- **EXERCISE DIRECTIONS**
Within the entries below, how many lines carry the word "tanks"? State the number and stop.

- **Extracted records**

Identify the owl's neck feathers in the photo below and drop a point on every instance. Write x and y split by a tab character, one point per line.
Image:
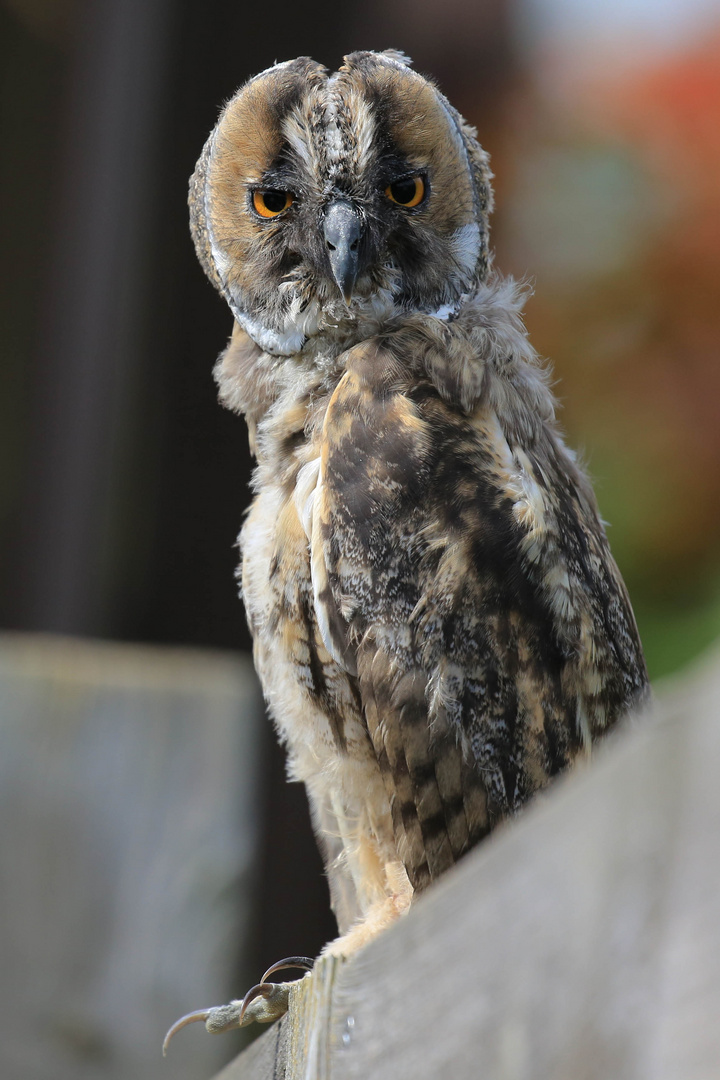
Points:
478	355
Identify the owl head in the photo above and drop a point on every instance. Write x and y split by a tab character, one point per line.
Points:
321	199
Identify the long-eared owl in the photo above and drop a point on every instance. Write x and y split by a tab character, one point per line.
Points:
438	624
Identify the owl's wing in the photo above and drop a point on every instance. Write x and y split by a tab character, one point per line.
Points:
463	575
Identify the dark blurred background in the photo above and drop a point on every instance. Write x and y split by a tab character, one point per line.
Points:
123	483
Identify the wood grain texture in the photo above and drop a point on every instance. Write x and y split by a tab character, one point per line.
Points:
579	943
127	838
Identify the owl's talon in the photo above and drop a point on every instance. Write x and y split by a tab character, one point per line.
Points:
290	961
262	1003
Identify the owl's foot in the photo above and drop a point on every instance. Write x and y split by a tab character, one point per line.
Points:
262	1003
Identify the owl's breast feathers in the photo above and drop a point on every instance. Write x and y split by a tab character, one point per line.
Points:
459	576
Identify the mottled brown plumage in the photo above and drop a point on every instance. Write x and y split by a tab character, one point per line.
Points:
438	623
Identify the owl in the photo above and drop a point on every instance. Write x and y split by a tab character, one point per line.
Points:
438	624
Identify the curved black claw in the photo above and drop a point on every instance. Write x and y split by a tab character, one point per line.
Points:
262	1003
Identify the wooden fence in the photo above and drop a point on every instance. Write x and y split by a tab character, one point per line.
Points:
582	942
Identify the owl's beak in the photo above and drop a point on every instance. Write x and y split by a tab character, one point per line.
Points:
343	231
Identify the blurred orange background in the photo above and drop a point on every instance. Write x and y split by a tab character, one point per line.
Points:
122	481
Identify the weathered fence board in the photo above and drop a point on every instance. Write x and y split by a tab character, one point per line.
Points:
127	835
580	943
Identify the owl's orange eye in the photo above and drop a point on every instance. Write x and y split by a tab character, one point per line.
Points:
408	192
271	203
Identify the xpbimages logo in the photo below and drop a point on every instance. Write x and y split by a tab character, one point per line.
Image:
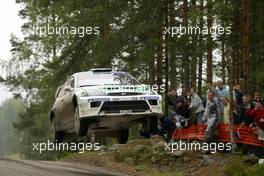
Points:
80	31
196	146
53	146
195	30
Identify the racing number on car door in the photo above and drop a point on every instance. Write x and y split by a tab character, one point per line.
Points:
66	102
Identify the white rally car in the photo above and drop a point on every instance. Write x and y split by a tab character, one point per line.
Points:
104	101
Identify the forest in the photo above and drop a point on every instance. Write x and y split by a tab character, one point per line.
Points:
139	37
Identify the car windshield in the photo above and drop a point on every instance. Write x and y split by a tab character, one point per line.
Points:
116	78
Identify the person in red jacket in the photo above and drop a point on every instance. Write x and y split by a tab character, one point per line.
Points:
258	114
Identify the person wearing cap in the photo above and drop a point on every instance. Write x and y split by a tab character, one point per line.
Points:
211	117
258	114
196	105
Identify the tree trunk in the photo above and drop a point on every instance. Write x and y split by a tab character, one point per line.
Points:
209	44
245	43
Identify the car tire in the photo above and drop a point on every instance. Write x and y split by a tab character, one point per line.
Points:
150	127
122	136
81	126
57	136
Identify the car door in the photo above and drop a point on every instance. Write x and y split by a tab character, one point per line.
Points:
67	104
58	101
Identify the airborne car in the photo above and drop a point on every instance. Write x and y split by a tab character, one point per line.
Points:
103	101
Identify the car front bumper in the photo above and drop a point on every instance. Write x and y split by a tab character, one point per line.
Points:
104	106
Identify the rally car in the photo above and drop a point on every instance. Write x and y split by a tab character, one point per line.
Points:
103	101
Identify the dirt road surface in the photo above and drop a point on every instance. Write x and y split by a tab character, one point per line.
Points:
51	168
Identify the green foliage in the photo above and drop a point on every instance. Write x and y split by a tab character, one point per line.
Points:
239	168
9	113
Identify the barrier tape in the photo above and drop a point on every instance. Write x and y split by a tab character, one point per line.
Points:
244	134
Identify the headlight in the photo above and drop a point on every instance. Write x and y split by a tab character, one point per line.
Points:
84	94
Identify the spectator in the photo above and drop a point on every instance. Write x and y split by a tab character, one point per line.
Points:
238	95
182	107
211	116
243	119
221	93
196	105
173	98
168	126
226	116
210	88
258	114
257	96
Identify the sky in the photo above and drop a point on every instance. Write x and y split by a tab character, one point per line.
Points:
10	23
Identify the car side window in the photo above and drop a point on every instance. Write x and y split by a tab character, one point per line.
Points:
71	82
60	92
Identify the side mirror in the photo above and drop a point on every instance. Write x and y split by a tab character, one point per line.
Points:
67	89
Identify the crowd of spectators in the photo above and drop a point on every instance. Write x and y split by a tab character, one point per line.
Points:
189	108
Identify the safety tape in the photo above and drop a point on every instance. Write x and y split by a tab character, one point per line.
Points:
244	134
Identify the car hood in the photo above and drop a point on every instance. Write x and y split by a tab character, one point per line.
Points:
117	90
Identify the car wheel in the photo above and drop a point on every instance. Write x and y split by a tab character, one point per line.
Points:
81	126
57	136
122	136
150	127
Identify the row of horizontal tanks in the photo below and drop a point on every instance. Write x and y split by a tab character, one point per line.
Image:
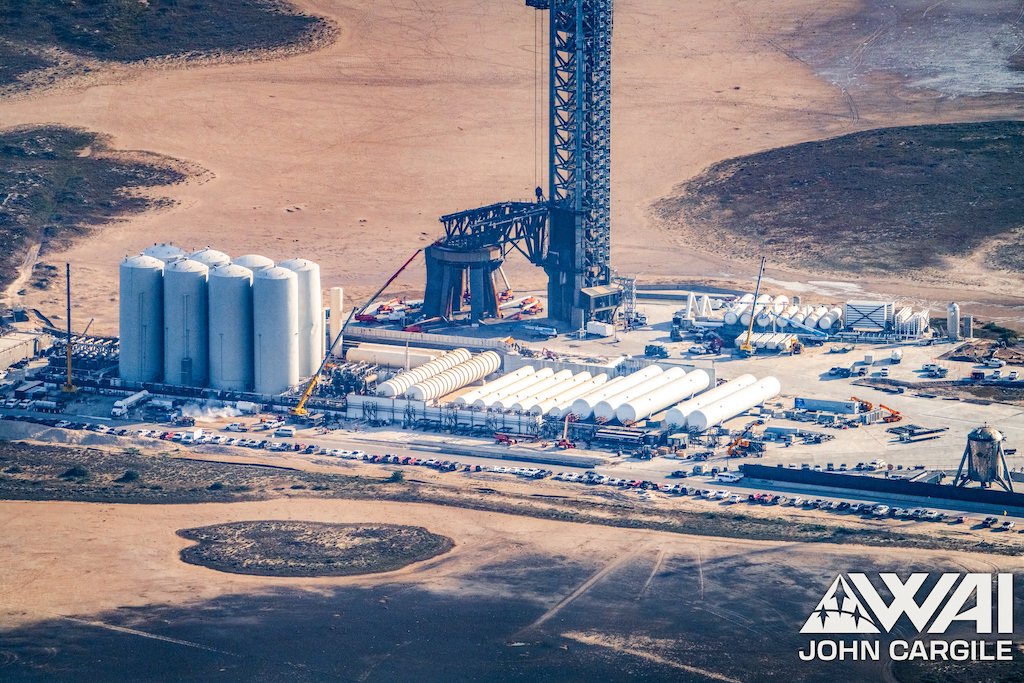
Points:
628	398
202	319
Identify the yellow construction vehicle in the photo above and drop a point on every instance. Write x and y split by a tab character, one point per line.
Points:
747	349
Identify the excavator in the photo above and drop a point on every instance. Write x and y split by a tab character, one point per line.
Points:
300	409
747	349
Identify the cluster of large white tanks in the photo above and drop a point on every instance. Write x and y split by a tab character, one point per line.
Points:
228	325
723	402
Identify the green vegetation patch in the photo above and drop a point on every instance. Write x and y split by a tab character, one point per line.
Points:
56	183
879	201
134	30
310	549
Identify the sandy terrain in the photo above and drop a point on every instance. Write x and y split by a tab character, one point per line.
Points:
348	154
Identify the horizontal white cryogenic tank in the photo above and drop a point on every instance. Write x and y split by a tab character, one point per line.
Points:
391	356
532	403
604	411
678	414
489	398
230	292
508	401
165	252
254	262
185	324
310	314
502	382
584	406
141	318
556	406
671	393
211	258
456	378
275	331
733	404
398	385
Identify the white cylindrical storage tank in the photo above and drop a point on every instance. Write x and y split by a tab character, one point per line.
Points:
310	314
275	325
509	401
141	318
456	378
538	406
337	319
677	416
584	406
502	382
488	399
604	411
710	416
667	395
185	324
538	396
165	252
230	292
390	356
398	385
554	406
254	262
211	258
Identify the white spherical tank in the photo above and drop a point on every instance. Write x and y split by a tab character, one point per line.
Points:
678	414
165	252
604	411
141	319
399	384
660	398
715	414
211	258
185	324
254	262
230	292
502	382
275	331
489	398
584	407
310	314
554	407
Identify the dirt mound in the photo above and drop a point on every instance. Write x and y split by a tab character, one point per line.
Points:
310	549
877	202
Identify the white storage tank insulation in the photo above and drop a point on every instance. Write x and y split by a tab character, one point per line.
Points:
399	384
165	252
254	262
531	403
336	322
502	382
310	314
488	399
555	407
275	324
733	404
141	318
392	356
230	292
604	411
584	406
456	378
651	402
508	401
211	258
678	414
185	324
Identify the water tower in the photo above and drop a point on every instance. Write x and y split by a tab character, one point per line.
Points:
984	460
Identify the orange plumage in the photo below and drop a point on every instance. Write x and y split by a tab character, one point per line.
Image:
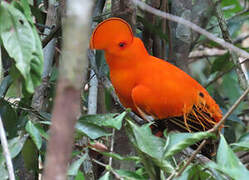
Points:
151	86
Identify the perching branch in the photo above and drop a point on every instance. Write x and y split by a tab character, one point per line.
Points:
193	26
73	65
6	151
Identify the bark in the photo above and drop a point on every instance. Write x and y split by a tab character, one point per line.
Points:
67	102
183	39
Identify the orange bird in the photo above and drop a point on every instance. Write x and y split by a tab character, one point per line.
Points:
151	86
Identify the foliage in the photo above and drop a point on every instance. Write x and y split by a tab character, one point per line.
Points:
156	158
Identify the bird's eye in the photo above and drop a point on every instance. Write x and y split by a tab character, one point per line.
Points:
122	44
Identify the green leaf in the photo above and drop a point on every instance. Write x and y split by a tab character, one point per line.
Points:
106	176
3	172
222	63
5	84
15	146
80	176
228	162
129	175
22	43
176	142
107	120
42	132
150	148
75	166
119	157
91	130
30	155
34	133
9	118
195	172
242	144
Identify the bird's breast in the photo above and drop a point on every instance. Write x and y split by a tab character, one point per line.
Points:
123	81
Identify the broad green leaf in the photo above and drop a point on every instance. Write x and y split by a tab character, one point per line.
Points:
34	133
42	131
228	162
45	115
149	147
75	166
107	120
5	84
176	142
119	157
242	144
195	172
15	146
80	176
106	176
91	130
129	175
22	43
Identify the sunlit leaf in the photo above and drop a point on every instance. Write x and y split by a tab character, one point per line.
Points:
106	176
148	146
91	130
107	120
129	175
179	141
242	144
228	163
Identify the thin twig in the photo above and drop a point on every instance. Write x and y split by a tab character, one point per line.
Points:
227	37
229	112
192	26
51	35
191	158
223	73
109	168
6	151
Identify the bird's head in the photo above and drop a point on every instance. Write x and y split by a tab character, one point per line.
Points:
112	35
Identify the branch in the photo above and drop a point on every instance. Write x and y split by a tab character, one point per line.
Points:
66	109
193	27
6	151
223	26
51	35
214	129
229	112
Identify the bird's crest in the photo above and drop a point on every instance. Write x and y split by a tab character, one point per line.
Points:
110	31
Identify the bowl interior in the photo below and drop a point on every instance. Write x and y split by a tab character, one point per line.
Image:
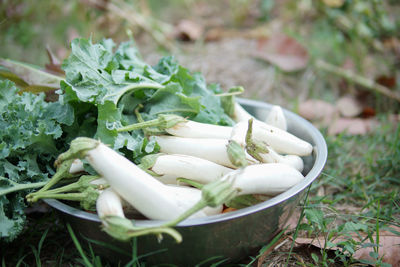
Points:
313	166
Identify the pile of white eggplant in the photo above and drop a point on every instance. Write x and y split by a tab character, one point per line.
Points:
251	158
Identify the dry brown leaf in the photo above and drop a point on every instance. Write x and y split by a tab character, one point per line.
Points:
334	3
353	126
389	246
282	51
318	110
349	106
188	30
55	63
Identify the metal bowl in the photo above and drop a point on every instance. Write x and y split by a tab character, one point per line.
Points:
231	236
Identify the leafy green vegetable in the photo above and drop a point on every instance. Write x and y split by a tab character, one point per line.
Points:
30	126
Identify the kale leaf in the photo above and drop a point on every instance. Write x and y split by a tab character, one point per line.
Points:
114	84
30	127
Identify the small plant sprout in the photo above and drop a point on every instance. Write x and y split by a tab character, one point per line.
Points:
266	154
211	149
265	178
170	167
276	118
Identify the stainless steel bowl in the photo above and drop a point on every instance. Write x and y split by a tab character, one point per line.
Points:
231	236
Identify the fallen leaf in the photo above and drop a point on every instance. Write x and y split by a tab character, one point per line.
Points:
334	3
368	112
282	51
188	30
389	245
317	110
352	126
55	63
349	106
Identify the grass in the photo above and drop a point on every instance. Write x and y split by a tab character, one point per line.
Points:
358	192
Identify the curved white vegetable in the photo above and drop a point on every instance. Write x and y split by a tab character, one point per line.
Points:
273	157
240	114
281	141
199	130
109	203
266	178
212	149
148	195
174	166
276	118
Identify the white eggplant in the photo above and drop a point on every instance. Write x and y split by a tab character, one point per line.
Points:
281	141
148	195
276	118
76	166
212	149
170	167
199	130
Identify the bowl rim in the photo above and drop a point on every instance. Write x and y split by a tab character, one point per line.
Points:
320	152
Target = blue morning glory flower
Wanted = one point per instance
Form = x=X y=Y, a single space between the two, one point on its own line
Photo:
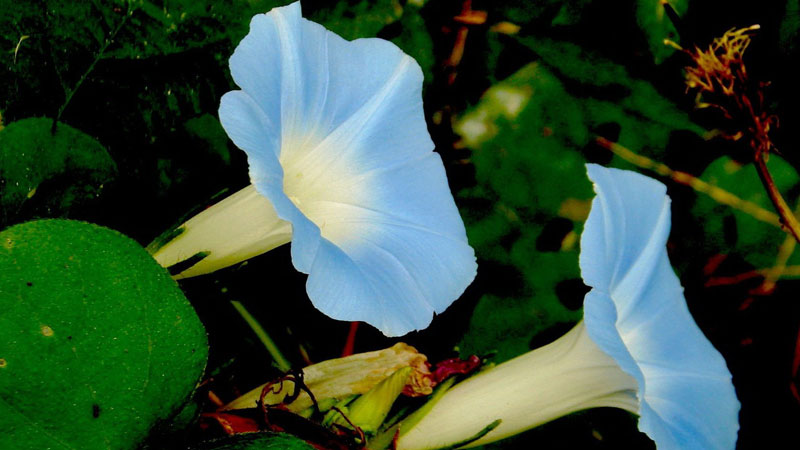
x=636 y=313
x=338 y=148
x=638 y=347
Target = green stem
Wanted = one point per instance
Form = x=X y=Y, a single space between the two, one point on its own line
x=278 y=359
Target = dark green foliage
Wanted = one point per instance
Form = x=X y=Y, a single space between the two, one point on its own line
x=47 y=169
x=729 y=230
x=529 y=134
x=97 y=343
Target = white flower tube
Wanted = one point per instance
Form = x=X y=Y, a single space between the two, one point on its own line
x=565 y=376
x=337 y=147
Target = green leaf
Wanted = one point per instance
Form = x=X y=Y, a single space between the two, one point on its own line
x=790 y=25
x=97 y=343
x=729 y=230
x=656 y=25
x=48 y=173
x=208 y=130
x=258 y=441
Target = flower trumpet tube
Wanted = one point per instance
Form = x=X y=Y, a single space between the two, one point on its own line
x=568 y=375
x=638 y=347
x=338 y=148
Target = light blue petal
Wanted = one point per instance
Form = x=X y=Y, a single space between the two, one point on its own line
x=401 y=259
x=637 y=314
x=339 y=145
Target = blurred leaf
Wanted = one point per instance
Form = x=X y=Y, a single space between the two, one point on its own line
x=790 y=25
x=527 y=134
x=517 y=133
x=415 y=40
x=728 y=230
x=557 y=12
x=356 y=19
x=607 y=94
x=51 y=171
x=258 y=441
x=97 y=342
x=656 y=25
x=208 y=129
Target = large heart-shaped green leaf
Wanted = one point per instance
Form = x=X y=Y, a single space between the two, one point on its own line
x=97 y=343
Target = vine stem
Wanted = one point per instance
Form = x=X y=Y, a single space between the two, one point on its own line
x=281 y=363
x=788 y=219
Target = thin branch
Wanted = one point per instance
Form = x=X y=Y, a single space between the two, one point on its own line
x=718 y=194
x=788 y=219
x=281 y=363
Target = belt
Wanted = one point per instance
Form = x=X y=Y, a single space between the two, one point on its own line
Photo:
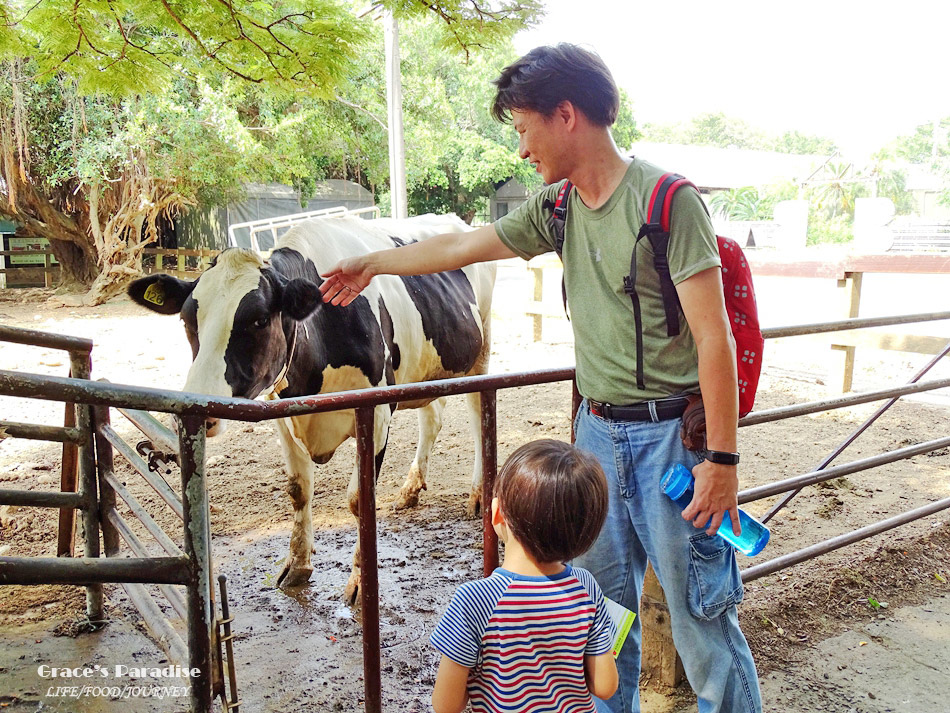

- **TASK RESULT**
2